### What you will do
Exact copies of all the entries are required.

### Given data

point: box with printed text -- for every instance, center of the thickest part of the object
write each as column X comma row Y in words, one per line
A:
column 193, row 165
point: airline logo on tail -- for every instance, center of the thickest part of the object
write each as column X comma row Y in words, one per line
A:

### Answer space
point: box with printed text -- for every instance, center of the thickest part of the object
write each as column X comma row Y in words, one per line
A:
column 193, row 165
point: airline logo on tail -- for every instance, center of the thickest part of the object
write each as column X comma row Y in words, one per line
A:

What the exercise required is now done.